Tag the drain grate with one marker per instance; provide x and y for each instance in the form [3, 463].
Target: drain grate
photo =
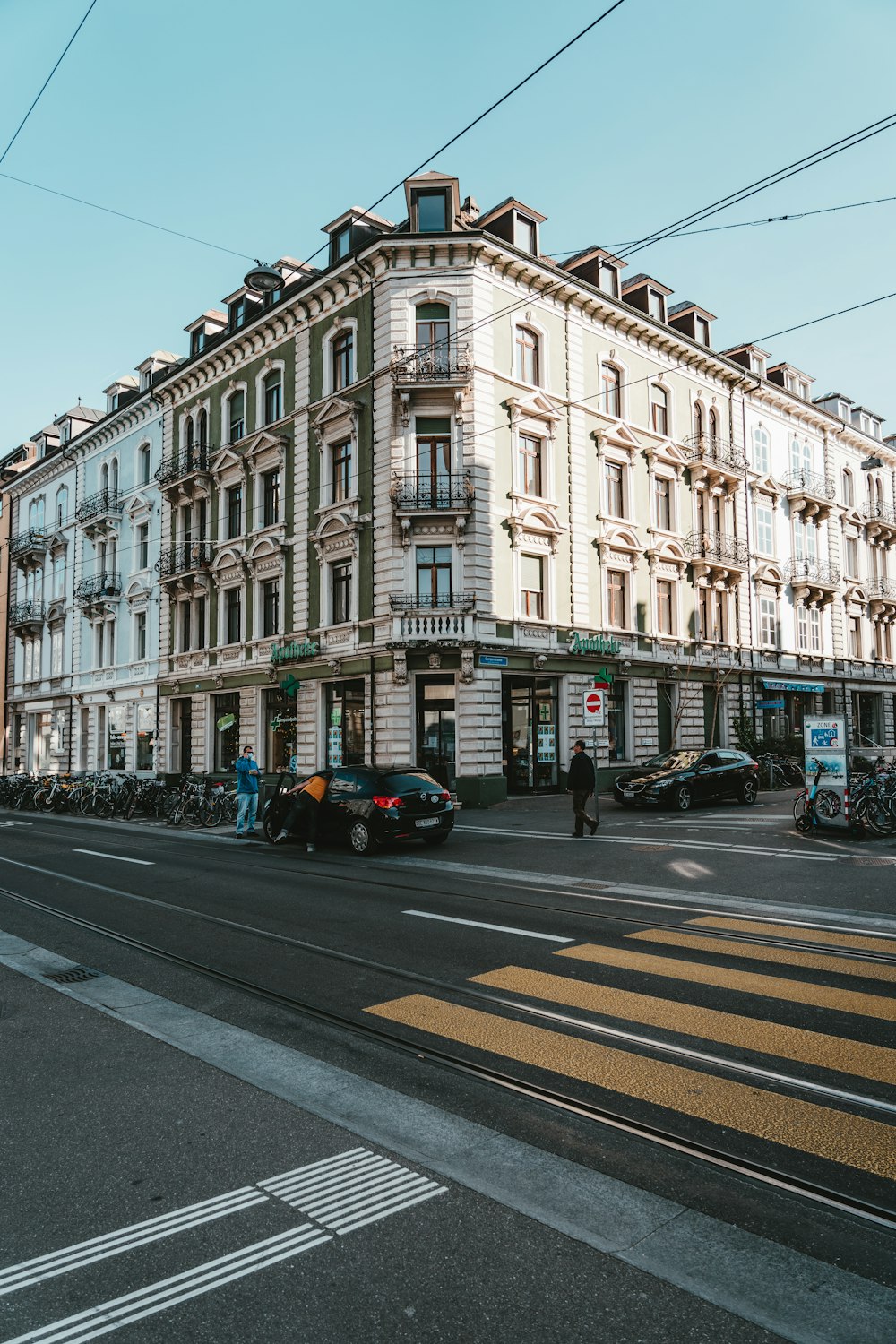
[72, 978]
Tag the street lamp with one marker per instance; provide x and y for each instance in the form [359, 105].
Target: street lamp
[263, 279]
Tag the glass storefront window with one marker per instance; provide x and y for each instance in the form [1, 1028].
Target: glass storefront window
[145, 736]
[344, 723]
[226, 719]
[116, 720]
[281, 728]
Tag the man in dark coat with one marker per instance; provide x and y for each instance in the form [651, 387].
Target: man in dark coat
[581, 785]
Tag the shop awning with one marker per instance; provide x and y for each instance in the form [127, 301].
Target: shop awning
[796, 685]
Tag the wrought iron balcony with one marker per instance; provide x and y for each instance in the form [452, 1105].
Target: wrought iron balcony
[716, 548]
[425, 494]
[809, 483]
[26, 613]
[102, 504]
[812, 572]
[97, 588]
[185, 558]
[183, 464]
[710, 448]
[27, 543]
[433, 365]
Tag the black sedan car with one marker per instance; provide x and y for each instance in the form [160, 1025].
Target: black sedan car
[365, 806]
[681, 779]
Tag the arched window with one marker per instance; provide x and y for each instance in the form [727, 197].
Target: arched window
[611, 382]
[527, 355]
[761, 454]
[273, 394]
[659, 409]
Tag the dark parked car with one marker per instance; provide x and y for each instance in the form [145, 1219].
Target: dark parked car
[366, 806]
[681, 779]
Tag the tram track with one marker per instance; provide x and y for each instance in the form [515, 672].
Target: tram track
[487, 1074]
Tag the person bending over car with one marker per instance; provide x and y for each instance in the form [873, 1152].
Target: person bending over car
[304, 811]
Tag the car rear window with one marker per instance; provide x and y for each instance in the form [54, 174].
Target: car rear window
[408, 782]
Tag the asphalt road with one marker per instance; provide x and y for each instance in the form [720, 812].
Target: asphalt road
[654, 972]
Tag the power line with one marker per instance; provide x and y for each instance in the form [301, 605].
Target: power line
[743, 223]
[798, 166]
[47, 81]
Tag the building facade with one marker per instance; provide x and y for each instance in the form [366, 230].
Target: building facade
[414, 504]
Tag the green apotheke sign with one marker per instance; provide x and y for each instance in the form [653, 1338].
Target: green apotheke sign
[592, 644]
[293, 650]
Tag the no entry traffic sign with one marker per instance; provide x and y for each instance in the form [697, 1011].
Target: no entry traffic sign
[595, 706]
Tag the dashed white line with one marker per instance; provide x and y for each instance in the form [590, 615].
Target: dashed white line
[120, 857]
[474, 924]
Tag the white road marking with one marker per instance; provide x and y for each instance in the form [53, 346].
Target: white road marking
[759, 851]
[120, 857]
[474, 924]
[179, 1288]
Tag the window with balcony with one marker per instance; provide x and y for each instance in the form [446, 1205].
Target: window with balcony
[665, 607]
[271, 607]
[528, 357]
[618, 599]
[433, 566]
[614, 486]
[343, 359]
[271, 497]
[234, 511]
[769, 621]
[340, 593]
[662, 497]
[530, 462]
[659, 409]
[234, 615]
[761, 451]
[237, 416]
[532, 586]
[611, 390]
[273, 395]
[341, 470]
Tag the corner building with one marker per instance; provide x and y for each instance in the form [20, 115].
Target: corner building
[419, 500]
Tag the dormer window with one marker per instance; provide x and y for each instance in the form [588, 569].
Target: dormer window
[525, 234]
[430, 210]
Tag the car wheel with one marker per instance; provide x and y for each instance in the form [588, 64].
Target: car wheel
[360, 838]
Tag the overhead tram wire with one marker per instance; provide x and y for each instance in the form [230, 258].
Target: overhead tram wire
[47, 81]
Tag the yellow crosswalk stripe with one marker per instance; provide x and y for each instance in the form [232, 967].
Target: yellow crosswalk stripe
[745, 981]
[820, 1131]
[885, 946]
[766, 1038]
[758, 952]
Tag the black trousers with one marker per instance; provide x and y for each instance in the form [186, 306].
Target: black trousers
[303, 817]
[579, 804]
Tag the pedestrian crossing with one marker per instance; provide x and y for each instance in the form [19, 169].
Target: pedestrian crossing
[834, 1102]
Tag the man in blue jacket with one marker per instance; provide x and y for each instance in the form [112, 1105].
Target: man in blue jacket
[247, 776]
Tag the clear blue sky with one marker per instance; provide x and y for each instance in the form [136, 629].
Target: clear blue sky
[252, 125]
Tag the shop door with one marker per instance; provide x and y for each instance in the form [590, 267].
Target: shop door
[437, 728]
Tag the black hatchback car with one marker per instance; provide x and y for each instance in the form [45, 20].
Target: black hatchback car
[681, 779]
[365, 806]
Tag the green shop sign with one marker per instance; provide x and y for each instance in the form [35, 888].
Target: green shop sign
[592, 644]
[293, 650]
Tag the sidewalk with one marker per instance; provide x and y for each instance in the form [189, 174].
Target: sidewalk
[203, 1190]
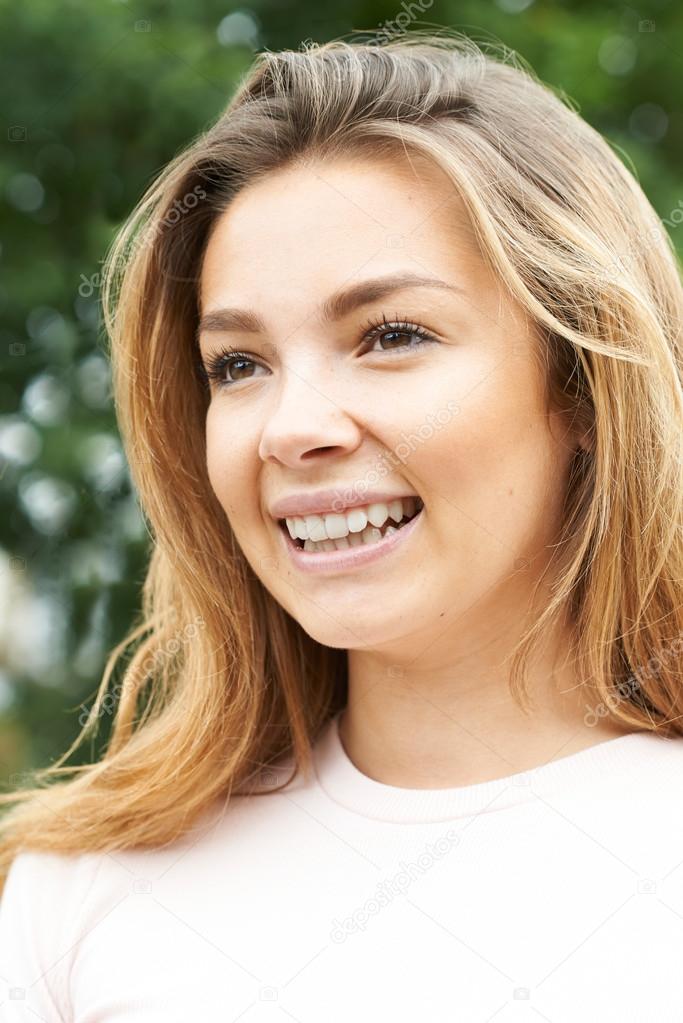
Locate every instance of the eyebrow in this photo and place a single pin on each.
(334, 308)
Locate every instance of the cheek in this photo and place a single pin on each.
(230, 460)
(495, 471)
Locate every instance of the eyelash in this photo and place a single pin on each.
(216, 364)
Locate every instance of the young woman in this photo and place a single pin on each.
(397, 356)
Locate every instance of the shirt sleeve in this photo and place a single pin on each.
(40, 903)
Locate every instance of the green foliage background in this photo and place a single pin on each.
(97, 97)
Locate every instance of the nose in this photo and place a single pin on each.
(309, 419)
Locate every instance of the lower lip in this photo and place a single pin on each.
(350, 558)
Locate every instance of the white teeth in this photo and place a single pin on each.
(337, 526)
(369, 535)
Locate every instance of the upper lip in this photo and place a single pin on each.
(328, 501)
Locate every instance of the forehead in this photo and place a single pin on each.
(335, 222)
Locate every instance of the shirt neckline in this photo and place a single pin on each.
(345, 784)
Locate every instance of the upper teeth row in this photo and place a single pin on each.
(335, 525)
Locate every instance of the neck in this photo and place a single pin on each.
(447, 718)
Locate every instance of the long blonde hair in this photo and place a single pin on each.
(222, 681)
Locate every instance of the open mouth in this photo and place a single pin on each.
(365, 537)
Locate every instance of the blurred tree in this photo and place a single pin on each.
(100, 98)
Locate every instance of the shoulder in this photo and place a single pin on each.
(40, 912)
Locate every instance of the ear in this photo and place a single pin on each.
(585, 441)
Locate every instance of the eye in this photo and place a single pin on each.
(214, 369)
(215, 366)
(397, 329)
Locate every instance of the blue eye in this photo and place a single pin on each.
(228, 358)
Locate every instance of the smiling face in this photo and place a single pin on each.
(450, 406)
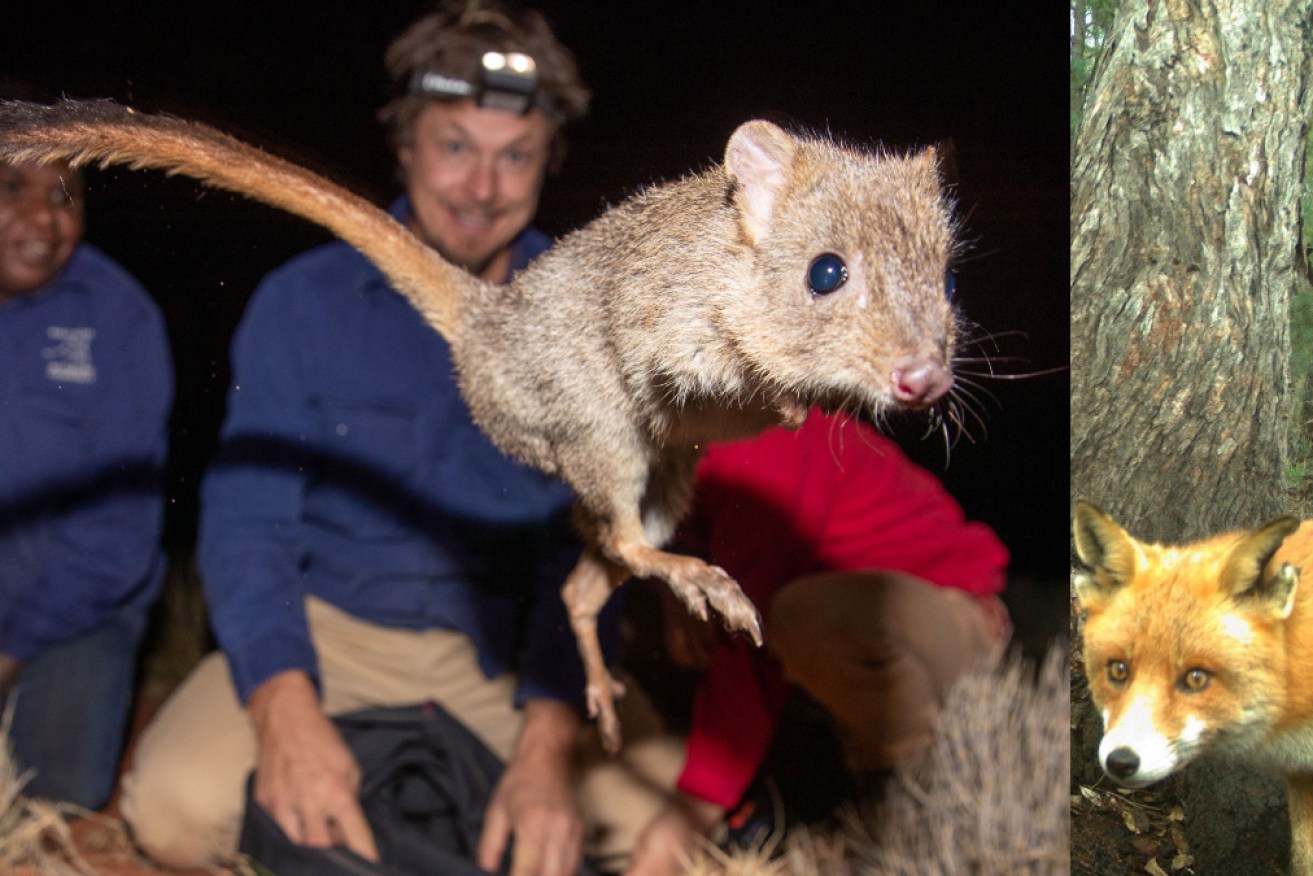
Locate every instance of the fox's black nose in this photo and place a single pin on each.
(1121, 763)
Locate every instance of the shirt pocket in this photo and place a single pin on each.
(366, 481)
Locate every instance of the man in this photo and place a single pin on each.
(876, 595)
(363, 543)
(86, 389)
· · ·
Look through the material above for "grate" and copy the lines that have it.

Tag the drain grate with one marker per instance; provide x and y for each instance in the form [3, 463].
Target: drain grate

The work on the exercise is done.